[Start Supplied material]

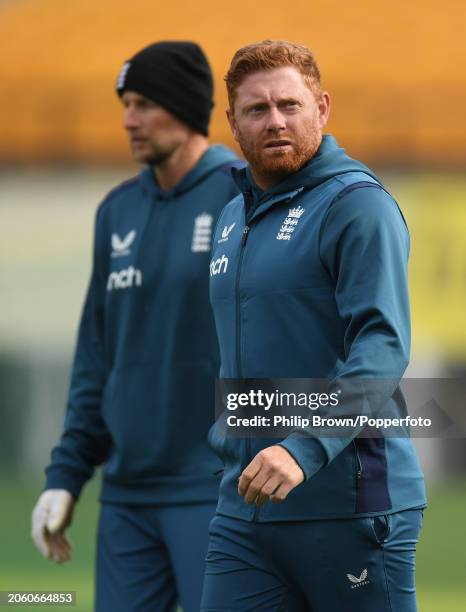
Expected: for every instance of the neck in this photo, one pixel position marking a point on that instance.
(170, 172)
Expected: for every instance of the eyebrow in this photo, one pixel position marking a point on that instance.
(264, 103)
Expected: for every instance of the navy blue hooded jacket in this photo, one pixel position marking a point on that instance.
(141, 394)
(309, 280)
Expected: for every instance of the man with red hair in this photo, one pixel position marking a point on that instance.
(309, 281)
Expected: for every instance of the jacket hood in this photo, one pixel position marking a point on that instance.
(215, 157)
(330, 160)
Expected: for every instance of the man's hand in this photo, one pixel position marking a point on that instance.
(272, 474)
(50, 518)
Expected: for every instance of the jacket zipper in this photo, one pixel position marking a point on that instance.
(358, 465)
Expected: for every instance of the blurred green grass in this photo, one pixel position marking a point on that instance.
(441, 562)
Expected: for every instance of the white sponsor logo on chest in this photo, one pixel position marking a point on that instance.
(289, 224)
(202, 233)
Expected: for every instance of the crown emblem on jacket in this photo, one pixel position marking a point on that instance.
(289, 224)
(296, 213)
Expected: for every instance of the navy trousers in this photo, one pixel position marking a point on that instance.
(354, 565)
(151, 559)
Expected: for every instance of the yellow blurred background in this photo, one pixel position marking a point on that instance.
(395, 71)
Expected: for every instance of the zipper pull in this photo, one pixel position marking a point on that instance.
(245, 235)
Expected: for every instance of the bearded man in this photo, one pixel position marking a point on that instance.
(311, 282)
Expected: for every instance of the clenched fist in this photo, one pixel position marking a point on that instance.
(272, 474)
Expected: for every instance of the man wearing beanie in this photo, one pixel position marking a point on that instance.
(141, 392)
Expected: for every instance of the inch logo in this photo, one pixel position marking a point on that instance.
(219, 266)
(124, 279)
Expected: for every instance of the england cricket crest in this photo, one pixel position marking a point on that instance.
(289, 224)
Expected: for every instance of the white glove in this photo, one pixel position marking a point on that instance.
(50, 517)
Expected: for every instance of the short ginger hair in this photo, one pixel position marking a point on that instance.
(267, 55)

[End Supplied material]

### Given problem
Rewrite all of the records above as a numbered list, skipping blank lines and omitting the pictures.

### Task output
1. Expected: for every instance of the neck in this photo, one pixel position marking a point on that instance.
2. (170, 172)
3. Expected: for every instance of the eyebrow in this photo, one pixel position marking a point on that instance.
4. (264, 103)
5. Expected: for every instance of the navy blue hooded jacket in this photo, one pixel position marking a point on that instance.
6. (141, 394)
7. (309, 280)
8. Expected: for every instance of the man with red hair in this photo, one pixel position marking a point on that instance.
9. (309, 281)
10. Expected: for every instance of the jacket hood in this photo, one pixel position marking a point on that instance.
11. (215, 157)
12. (330, 160)
13. Expected: for every instance of the man's hand in this photo, one pixel position marking a point on that instance.
14. (272, 474)
15. (50, 518)
16. Expected: for every instance of the jacket zipper in this photo, one pixel position marking a point on that instance.
17. (358, 465)
18. Expected: for every instance of the blurred green grass in this photo, one pixel position marking a point on that instance.
19. (441, 562)
20. Expected: for every instance of the white sponsor logo on chest in this photo, one pixel position marking a point on that instance.
21. (289, 224)
22. (202, 233)
23. Expected: for every instance of the crown emblem on jacket in this photo, one pixel position marking a point on that instance.
24. (289, 224)
25. (296, 213)
26. Expected: for every instance of the navy trousers in this photo, one pixel position marking a point on that instance.
27. (354, 565)
28. (151, 559)
29. Expected: for every instance of the yellow blurred background in this photo, one pixel position marking a point on that instance.
30. (395, 71)
31. Expected: for every instance of the zipper pull in this photo, one pixel position marking a point on that instance.
32. (245, 235)
33. Expected: for every instance of the bearded man in this photo, one pixel position marking a point on that instance.
34. (311, 282)
35. Expected: for every instance of the clenched fist in this photo, one pixel position marking a point on that instance.
36. (272, 474)
37. Expected: for every instance of the man wearing beanie in this photo, one pixel position marking a point on that instance.
38. (141, 392)
39. Expected: for every instance of the inch logo in this photo, one pixel position marking a point on that instance.
40. (219, 266)
41. (124, 279)
42. Expected: for every instance of the england cricket crest in this photo, one pixel position marking a point on that instance.
43. (289, 224)
44. Expected: for every instance of the white glove in this photo, one pixel position marking a point on that instance.
45. (50, 517)
46. Expected: for every instance of the short ginger hair in this photo, one pixel position marking a point on that instance.
47. (267, 55)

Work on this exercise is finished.